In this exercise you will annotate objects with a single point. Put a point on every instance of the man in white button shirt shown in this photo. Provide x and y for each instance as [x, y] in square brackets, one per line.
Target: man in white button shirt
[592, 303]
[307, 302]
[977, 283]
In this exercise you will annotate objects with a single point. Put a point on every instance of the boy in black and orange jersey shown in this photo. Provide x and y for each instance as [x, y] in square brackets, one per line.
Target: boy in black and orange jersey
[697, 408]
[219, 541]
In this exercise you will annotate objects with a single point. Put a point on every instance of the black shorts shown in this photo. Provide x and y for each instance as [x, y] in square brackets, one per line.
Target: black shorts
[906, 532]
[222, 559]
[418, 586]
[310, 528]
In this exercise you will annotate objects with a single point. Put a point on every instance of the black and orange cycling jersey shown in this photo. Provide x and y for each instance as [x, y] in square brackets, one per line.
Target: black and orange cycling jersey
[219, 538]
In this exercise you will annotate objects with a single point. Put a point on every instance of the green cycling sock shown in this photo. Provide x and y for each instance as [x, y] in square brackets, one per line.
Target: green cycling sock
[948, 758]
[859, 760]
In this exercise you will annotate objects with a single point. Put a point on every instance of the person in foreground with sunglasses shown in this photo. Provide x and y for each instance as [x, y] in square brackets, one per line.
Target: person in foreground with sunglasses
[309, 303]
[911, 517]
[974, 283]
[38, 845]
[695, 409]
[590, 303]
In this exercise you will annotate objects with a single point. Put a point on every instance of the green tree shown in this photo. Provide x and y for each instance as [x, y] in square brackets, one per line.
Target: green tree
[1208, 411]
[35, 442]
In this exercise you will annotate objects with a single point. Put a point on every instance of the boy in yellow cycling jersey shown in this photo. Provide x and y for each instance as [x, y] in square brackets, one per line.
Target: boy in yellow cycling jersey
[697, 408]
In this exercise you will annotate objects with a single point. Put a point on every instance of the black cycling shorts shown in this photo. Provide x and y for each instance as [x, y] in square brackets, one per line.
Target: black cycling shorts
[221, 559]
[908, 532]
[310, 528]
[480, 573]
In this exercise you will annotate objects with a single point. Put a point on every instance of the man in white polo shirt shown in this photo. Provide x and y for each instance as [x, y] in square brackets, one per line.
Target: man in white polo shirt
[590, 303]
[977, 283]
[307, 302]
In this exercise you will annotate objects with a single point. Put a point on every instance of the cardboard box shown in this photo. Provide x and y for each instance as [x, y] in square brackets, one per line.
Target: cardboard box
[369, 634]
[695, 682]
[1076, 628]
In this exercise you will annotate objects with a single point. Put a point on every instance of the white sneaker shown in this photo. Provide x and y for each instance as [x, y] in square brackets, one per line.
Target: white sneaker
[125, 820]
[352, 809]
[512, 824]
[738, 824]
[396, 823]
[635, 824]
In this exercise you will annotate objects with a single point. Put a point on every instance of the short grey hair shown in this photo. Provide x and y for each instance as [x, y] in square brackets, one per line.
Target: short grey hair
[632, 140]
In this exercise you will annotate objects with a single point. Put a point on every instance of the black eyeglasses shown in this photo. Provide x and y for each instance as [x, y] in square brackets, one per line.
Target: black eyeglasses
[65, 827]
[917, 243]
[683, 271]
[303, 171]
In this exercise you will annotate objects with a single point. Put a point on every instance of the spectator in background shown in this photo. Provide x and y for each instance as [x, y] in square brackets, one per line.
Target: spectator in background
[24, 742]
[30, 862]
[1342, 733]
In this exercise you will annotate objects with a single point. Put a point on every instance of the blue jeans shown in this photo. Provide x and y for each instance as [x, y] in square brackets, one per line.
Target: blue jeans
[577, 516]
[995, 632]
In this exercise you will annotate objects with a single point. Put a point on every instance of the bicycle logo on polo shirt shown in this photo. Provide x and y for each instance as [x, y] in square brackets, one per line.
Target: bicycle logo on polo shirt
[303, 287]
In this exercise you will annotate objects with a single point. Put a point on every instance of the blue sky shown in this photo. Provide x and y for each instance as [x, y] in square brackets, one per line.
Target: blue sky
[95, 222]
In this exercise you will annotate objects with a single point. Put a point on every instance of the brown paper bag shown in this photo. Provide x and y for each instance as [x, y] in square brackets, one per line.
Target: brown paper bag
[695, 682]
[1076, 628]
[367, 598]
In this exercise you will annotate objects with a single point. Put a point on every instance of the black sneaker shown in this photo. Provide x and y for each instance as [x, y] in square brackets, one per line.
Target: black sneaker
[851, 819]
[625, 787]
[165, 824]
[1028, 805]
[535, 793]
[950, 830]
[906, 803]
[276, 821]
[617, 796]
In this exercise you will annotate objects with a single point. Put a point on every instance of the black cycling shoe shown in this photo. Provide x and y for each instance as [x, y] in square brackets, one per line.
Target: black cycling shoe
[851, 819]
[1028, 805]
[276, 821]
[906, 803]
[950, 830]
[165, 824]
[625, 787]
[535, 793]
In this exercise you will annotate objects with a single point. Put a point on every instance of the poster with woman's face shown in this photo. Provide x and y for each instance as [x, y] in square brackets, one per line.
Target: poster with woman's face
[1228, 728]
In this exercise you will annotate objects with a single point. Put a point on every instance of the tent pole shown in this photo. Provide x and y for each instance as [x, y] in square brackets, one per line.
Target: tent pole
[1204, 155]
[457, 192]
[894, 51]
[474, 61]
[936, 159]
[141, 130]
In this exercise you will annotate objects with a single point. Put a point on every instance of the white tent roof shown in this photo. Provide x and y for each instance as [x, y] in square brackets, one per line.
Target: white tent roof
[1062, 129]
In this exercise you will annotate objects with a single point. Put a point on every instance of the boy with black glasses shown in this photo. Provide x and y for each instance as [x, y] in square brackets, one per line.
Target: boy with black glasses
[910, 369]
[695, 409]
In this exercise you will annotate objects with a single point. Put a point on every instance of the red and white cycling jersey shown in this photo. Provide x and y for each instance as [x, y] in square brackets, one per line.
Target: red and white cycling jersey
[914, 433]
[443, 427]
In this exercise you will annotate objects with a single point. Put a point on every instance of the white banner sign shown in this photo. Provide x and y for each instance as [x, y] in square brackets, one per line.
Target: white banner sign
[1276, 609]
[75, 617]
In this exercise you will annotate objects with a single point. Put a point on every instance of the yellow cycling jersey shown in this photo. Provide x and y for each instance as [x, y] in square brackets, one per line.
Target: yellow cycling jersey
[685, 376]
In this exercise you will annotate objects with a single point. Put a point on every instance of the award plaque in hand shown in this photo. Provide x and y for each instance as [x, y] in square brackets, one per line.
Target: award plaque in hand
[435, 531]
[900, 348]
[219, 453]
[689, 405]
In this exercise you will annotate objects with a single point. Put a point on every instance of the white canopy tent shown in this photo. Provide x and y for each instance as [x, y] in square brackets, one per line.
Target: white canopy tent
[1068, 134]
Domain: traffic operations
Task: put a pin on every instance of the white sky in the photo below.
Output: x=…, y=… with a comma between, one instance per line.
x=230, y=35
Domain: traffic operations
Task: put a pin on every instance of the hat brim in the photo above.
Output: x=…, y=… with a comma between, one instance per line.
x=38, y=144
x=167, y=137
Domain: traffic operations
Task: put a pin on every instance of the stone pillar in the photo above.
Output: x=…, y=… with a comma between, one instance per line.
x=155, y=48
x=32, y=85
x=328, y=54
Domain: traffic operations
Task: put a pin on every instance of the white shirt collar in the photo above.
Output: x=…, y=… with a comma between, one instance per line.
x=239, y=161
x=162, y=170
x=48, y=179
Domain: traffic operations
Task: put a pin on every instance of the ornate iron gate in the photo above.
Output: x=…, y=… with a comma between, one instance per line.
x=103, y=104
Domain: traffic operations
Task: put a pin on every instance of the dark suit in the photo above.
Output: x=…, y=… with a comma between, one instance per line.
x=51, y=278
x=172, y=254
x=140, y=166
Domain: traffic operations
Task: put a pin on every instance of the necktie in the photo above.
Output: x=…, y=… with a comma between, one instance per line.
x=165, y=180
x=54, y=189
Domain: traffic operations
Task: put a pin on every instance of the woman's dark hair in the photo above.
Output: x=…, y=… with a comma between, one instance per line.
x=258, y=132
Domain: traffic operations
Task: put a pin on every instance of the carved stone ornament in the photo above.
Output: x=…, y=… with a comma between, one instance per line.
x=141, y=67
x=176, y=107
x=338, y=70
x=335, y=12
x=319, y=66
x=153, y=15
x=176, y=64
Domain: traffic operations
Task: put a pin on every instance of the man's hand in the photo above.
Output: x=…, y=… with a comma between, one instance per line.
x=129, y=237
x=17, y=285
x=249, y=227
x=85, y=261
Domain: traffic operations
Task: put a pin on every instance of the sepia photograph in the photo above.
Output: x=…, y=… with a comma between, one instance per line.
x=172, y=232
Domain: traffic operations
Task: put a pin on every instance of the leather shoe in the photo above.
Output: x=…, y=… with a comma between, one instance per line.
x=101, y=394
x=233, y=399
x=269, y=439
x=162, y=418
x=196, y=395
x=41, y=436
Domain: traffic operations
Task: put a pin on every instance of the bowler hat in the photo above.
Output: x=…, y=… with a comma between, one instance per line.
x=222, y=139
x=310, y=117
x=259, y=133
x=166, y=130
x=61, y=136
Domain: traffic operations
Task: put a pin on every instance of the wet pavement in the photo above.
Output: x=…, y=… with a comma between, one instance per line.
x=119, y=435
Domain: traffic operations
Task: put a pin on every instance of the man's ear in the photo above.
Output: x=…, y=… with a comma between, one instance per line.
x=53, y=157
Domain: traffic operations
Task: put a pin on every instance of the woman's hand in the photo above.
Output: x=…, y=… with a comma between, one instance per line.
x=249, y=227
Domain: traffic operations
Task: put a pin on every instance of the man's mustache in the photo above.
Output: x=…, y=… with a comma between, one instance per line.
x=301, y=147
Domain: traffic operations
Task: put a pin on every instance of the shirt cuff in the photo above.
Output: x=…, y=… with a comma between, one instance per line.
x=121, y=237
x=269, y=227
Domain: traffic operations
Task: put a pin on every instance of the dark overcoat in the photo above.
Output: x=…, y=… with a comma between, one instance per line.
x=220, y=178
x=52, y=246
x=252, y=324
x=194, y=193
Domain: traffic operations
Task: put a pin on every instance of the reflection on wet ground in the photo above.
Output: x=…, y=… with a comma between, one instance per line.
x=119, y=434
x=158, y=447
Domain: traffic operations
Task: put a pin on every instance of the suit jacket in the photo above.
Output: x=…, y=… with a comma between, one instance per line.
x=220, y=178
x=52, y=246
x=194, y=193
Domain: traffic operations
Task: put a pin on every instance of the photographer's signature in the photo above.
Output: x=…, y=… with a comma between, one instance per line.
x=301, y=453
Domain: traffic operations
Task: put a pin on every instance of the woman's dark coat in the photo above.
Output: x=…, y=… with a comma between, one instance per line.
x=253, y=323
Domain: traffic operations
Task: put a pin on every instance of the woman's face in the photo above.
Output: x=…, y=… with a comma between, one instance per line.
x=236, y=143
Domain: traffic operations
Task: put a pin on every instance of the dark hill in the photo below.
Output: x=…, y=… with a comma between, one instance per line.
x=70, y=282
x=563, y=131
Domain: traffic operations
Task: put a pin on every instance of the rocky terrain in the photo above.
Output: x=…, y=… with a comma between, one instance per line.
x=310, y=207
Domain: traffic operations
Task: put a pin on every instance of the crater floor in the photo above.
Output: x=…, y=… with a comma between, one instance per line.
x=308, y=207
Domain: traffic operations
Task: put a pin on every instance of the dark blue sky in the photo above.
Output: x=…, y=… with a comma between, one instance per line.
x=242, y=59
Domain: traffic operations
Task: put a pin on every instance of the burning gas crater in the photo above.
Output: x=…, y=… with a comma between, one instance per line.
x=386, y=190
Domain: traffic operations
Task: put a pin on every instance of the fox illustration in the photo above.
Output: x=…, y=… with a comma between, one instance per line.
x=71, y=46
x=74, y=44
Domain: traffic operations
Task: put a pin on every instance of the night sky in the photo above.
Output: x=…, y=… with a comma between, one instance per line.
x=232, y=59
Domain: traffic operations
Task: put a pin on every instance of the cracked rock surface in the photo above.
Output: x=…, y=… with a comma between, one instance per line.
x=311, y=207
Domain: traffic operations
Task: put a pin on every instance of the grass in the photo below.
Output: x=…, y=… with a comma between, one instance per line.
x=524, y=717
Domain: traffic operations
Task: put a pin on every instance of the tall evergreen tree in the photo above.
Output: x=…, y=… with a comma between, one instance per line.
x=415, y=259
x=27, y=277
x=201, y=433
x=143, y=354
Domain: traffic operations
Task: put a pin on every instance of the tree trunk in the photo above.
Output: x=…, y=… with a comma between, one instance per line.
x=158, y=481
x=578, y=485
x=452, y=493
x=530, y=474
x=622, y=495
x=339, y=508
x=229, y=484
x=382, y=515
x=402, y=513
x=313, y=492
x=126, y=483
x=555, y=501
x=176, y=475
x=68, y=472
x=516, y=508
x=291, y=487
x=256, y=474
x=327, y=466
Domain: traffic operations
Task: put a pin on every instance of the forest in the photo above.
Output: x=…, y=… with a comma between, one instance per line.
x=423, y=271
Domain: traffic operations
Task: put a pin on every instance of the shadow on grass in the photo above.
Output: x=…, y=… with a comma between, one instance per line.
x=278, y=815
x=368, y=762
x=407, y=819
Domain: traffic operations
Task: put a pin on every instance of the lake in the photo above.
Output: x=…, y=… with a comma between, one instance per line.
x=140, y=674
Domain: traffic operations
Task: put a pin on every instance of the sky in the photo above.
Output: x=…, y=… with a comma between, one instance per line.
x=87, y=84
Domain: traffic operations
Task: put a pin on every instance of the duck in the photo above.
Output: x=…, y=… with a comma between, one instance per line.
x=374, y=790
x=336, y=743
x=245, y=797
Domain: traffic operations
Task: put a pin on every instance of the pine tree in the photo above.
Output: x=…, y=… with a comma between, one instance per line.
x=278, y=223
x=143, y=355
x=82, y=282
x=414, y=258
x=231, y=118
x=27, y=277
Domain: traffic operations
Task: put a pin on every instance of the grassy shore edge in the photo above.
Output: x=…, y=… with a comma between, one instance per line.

-=-=-=-=-

**Exercise details:**
Please gather every line of the data above that contains the word "person" and copy each one out in full.

**The completed task:**
In this exercise you will annotate objects with a single point. Put a point on every instance of the person in foreground with sunglasses shown in this photo. Provide x and y for each instance as [x, y] in square brackets, one per line.
Target: person in foreground with sunglasses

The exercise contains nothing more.